__SOURCE EXTRACT__:

══════════════════════════════

I have always been a big fan of evaluating GUI designs on a PC, but an evaluation board like this allows you to investigate the size and speed of the code, as well as physical issues such as whether touch-sensitive buttons are too close together and whether the display is readable from a distance. These physical issues are difficult to assess on a PC.
emWin Event Model for Touchscreens
While any graphics library can be used to output graphics, those that can process touchscreen events are far more powerful. In a touchscreen application, you need a mechanism to indicate that a certain action should happen whenever a specific button is pressed or a specific widget is acted upon by the user.
I prefer to store a function pointer in the button and point it at a callback function that performs the button's job. Each button could have a different callback function, or a number of buttons could share the same one if their functionality were similar.
This model is easy to program, but it involves storing a function pointer for each button. If you want to capture multiple events such as button-down, button-up, slide-on, and slide-off, the list of stored pointers grows quickly, using up valuable RAM. The emWin library does not follow this model and opts for something a little less programmer friendly, but far less memory hungry.

══════════════════════════════

__Items in a dataset__:
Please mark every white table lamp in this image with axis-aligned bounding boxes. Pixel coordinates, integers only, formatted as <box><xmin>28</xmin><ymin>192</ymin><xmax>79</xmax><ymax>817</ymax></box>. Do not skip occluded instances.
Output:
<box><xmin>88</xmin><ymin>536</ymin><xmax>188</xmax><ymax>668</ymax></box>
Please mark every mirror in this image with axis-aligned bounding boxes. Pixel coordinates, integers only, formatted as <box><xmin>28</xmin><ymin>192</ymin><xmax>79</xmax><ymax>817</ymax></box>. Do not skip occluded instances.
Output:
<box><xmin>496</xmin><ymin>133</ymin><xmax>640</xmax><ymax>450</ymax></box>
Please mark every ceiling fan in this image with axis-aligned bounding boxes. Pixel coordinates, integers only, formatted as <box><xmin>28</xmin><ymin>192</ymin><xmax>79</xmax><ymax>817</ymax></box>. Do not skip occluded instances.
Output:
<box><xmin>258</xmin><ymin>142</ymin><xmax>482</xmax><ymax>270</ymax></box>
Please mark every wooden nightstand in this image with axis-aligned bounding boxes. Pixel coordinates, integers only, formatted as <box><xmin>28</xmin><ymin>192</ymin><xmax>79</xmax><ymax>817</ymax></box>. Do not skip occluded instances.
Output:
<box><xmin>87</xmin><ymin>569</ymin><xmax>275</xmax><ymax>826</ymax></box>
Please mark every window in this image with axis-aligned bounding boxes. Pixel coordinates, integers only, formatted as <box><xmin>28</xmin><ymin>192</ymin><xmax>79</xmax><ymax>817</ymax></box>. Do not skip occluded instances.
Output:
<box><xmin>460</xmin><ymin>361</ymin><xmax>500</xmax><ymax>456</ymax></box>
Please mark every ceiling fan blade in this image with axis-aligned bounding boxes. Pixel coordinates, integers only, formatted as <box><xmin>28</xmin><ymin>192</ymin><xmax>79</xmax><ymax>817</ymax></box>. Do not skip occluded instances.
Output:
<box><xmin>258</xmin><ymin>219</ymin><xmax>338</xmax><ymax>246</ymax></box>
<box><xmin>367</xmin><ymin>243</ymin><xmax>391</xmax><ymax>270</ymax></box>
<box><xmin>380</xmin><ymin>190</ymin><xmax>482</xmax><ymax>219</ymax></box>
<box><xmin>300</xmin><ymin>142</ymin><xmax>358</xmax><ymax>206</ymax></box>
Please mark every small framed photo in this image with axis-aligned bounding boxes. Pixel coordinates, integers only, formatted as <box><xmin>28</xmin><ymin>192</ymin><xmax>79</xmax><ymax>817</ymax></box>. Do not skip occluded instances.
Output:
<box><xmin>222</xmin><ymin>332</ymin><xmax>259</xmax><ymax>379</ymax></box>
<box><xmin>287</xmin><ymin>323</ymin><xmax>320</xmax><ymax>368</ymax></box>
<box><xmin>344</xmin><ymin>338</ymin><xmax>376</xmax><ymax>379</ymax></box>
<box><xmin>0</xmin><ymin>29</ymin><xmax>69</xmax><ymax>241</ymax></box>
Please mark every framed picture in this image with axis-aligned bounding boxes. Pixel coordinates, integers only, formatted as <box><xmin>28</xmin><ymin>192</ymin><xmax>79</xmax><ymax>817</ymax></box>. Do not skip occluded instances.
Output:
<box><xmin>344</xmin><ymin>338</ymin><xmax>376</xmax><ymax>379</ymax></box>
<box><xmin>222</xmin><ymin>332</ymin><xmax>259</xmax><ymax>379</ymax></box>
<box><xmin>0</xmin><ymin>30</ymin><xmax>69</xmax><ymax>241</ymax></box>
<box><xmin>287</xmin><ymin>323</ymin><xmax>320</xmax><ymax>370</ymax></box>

══════════════════════════════

__EXPLORE THE MATERIAL__:
(a) Print the stretch of the emWin passage from "I prefer to" through "functionality were similar.".
(b) Translate this sentence from the emWin passage into Spanish: "Each button could have a different callback function, or a number of buttons could share the same one if their functionality were similar."

__EXPECTED RESPONSES__:
(a)
I prefer to store a function pointer in the button and point it at a callback function that performs the button's job. Each button could have a different callback function, or a number of buttons could share the same one if their functionality were similar.

(b) Cada botón podría tener una función de devolución de llamada distinta, o varios botones podrían compartir la misma si su funcionalidad fuera similar.